Written task a: Identify every line in the records below that contains the string "sliding", and copy each of those lines.

☆ ☆ ☆ ☆

Convolutional Neural Networks (CNNs) are primarily used for processing data with spatial structure and were first widely applied in the field of image processing [4]. For EEG signals, CNNs can capture the spatial correlations between different electrode positions, automatically extracting spatial features and avoiding the need for manually designing complex features. The advantage of CNNs lies in their ability to effectively extract local spatial information, especially for signals with local correlations. However, CNNs, which mainly target spatial features, have relatively limited capability in capturing time series features, thus performing poorly in tasks that rely on temporal information.

Long Short-Term Memory (LSTM) is a recurrent neural network that excels in modeling time-dependent data, particularly due to its ability to capture long-term dependencies via a unique memory cell structure [5]. Unlike traditional RNNs, LSTM mitigates the vanishing gradient problem, making it ideal for tasks involving long-sequence dependencies. However, while effective in temporal feature extraction, LSTM often neglects spatial information, such as inter-electrode relationships in EEG data.

☆ ☆ ☆ ☆

Written task b: Rewrite the stretch of the neural network passage from "Convolutional Neural Networks" through "on temporal information.", putting "computer vision" in place of "image processing".

Stored data entries:
☆ ☆ ☆ ☆

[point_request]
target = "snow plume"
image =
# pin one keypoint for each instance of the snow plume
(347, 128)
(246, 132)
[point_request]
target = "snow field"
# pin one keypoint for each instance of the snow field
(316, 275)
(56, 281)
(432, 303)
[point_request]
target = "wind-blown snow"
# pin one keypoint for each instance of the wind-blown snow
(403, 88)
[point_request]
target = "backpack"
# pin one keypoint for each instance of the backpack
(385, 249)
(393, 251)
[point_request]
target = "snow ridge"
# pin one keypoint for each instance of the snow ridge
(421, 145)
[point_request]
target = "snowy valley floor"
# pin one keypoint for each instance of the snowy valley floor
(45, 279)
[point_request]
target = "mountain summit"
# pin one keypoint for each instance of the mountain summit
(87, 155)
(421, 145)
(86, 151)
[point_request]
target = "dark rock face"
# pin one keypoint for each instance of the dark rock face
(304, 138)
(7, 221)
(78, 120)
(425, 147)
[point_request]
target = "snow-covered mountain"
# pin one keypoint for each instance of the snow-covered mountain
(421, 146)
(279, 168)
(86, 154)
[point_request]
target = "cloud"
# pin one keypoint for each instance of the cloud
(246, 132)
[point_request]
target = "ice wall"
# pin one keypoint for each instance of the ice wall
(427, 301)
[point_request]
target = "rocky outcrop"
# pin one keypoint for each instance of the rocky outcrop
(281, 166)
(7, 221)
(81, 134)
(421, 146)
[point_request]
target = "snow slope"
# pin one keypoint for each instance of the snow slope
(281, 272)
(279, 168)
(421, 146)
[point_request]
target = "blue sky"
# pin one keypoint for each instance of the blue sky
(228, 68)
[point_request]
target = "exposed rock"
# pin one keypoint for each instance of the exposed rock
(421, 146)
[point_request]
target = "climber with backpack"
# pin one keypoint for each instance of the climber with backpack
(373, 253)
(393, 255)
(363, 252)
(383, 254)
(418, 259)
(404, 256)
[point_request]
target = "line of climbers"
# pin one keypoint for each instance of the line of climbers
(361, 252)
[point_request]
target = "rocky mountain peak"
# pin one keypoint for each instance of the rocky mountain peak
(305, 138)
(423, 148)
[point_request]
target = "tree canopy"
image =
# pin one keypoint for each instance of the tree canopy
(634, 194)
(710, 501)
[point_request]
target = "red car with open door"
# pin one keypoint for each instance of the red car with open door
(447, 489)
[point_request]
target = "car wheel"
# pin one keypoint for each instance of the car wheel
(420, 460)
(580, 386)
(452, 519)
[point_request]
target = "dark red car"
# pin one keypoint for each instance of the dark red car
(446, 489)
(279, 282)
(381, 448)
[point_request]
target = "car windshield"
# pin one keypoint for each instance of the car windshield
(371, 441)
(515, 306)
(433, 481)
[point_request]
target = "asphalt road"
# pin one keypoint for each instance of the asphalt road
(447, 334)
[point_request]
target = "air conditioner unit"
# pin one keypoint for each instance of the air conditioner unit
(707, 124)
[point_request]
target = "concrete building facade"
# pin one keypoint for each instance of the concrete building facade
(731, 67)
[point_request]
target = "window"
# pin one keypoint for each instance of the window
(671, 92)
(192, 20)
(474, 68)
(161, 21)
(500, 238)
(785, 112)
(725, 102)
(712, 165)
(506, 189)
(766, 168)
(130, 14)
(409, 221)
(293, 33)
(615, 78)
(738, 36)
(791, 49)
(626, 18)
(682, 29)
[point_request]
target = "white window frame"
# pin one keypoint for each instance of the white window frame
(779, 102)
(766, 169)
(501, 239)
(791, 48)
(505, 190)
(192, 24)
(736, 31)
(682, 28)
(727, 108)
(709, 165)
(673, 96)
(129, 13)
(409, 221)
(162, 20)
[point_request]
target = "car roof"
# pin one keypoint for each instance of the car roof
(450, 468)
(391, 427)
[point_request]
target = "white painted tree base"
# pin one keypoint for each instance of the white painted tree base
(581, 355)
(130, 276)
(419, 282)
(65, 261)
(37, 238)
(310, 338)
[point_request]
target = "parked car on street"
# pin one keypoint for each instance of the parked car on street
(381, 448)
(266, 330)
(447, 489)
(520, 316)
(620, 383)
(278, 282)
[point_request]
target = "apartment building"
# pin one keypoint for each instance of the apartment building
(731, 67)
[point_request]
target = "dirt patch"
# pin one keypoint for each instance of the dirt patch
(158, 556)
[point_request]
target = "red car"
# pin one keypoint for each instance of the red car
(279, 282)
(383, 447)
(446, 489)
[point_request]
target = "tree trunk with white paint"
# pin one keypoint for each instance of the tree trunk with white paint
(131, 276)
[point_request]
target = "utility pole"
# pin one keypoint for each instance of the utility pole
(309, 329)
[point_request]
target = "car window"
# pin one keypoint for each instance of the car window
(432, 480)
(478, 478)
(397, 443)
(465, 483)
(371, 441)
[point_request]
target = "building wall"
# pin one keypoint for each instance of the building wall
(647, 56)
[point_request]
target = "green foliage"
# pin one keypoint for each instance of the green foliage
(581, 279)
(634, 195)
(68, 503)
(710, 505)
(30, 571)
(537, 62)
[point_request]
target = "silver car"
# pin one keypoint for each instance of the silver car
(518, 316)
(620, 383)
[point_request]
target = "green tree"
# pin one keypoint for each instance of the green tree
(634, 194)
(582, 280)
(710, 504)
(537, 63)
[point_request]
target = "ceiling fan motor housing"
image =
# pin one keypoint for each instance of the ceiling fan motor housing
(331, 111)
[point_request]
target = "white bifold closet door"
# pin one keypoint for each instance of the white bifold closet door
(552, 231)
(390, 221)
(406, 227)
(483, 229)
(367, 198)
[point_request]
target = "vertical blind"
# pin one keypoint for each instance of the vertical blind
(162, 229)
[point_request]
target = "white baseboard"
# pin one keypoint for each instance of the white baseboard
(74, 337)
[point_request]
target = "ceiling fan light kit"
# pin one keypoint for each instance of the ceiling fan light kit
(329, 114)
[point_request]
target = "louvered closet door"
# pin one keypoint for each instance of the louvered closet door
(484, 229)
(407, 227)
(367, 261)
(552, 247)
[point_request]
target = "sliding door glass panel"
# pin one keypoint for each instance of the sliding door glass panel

☆ ☆ ☆ ☆

Correct output a:
target = "sliding door glass panel"
# pin one keypoint for each instance of the sliding door glass panel

Correct output b:
Convolutional Neural Networks (CNNs) are primarily used for processing data with spatial structure and were first widely applied in the field of computer vision [4]. For EEG signals, CNNs can capture the spatial correlations between different electrode positions, automatically extracting spatial features and avoiding the need for manually designing complex features. The advantage of CNNs lies in their ability to effectively extract local spatial information, especially for signals with local correlations. However, CNNs, which mainly target spatial features, have relatively limited capability in capturing time series features, thus performing poorly in tasks that rely on temporal information.